Exercise aim:
Could you return the full listing below exactly as it appears?

Records for this task:
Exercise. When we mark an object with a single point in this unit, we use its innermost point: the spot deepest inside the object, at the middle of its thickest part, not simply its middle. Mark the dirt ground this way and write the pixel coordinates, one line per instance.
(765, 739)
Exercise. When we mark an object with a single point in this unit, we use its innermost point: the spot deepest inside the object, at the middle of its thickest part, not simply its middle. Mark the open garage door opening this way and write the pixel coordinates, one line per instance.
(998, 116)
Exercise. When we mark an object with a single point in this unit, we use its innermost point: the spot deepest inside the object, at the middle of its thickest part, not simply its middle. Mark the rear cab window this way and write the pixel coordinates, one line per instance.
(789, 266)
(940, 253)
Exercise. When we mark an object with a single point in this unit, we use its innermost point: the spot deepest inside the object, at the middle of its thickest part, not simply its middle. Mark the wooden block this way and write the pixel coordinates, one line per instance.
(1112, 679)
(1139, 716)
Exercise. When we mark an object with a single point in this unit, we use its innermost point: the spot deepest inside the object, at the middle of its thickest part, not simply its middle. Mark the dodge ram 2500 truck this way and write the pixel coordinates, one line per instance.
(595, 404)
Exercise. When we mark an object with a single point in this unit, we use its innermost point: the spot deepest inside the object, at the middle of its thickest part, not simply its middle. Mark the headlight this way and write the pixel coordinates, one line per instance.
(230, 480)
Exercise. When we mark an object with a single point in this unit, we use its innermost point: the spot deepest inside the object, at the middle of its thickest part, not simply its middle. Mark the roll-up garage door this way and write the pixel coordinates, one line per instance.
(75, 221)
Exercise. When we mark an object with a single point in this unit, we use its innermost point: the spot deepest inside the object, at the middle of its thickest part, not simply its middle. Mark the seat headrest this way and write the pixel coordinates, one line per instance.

Response to the task:
Exercise. When we mark an object with a single point in this unit, we use its innermost point: the spot deepest inside the object, at the middle of its thickest part, not simply its middle. Mark the dirt ground this way and write the pixel coordinates, one line per instance.
(765, 739)
Exercise. When we mark an object with a single point in this unit, we use its innermost point: the spot deepest inside the object, at the middle of its thickest part, not simply its middle. Mark the open garage door opening this way and write the pixel coordinates, one line per instance.
(998, 116)
Exercise. When we mark an object with a single point in this unit, we use its innermost point: the spot deepest inside the object, at the middle of its thickest part, not simply its middle. Mark the rear cab window this way and write the pixel coordinates, one line per instance.
(789, 266)
(940, 253)
Exercise. When we mark an object with a single point in this unit, we use its innermost point: the spot deepest inside the object, at the middle of its thickest part, not simply its middle. Mark the wooden block this way and write the pixel coordinates, one line per instance.
(1112, 679)
(1139, 716)
Exercise. When we mark an object with a single point in this unit, we use its innermost point: the spot deepest inside the object, at the middle of its thickest part, not simply its middle. Mark the dodge ram 2500 truck this way and write the pixel coordinates, one line per instance.
(595, 404)
Exercise. When we mark an object with a single point in this unit, we use its innermost point: the spot deepest inside the object, at the middle of its thickest part, not simply its middle. Mark the headlight this way and write the pixel coordinates, one line per instance.
(230, 480)
Exercise. When we mark an object with a single point in this unit, we use its innermost point: the spot deepest inside the object, at the middle of its thickest part, not simply its middle. Mark the roll-up garage door this way and write the pixel coordinates, one line per instance.
(75, 221)
Exercise. When we mark an object with a single point in this unit, we use its innermost point: the spot deepest inside the object, at the middle of its thickest part, not simply its middle. Mark the seat headrest this way and write the pixel coordinates, one line per instance.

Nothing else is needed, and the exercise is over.